White doctors are six times more likely than black applicants to be successful when applying for posts in London, the British Medical Journal (BMJ) said on Wednesday (October 13).
Data obtained under the Freedom of Information Act showed white doctors were also four times more likely to be get a job than Asian candidates or those from a mixed ethnic background.
The figures emerged after a senior NHS human resources professional asked all 18 NHS acute hospital trusts in London for a breakdown by ethnicity for 2020-21 of applicants for medical jobs, shortlisted candidates, and those offered posts.
The BMJ report is based on responses from 12 of the 18 trusts in the state-run NHS that shared full unredacted data with the BMJ.
The report found wide disparities, with Barts Health NHS Trust 15 times more likely to appoint white applicants than black applicants.
“The NHS is not making a significant shift in D&I (diversity and inclusion),” said Sheila Cunliffe, the HR director who made the data request.
A spokesperson for the NHS in London responded: “The NHS in London is built on the skill and dedication of its diverse workforce and is committed to ensuring fair and equal opportunities for all.
“After listening to the experiences of NHS staff, work is underway to improve recruitment and selection processes as well as the accessibility and visibility of new roles.”
****
Output the full text of the report on hiring rates for doctors at London NHS trusts, word for word. The listing that appears next is drawn from a separate source and is unrelated to the report above.

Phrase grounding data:
****
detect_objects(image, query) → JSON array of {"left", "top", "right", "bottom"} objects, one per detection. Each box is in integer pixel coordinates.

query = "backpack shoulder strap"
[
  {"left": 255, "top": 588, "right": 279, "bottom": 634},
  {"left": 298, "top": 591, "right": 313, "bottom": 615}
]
****
### SOLVED EXERCISE
White doctors are six times more likely than black applicants to be successful when applying for posts in London, the British Medical Journal (BMJ) said on Wednesday (October 13).
Data obtained under the Freedom of Information Act showed white doctors were also four times more likely to be get a job than Asian candidates or those from a mixed ethnic background.
The figures emerged after a senior NHS human resources professional asked all 18 NHS acute hospital trusts in London for a breakdown by ethnicity for 2020-21 of applicants for medical jobs, shortlisted candidates, and those offered posts.
The BMJ report is based on responses from 12 of the 18 trusts in the state-run NHS that shared full unredacted data with the BMJ.
The report found wide disparities, with Barts Health NHS Trust 15 times more likely to appoint white applicants than black applicants.
“The NHS is not making a significant shift in D&I (diversity and inclusion),” said Sheila Cunliffe, the HR director who made the data request.
A spokesperson for the NHS in London responded: “The NHS in London is built on the skill and dedication of its diverse workforce and is committed to ensuring fair and equal opportunities for all.
“After listening to the experiences of NHS staff, work is underway to improve recruitment and selection processes as well as the accessibility and visibility of new roles.”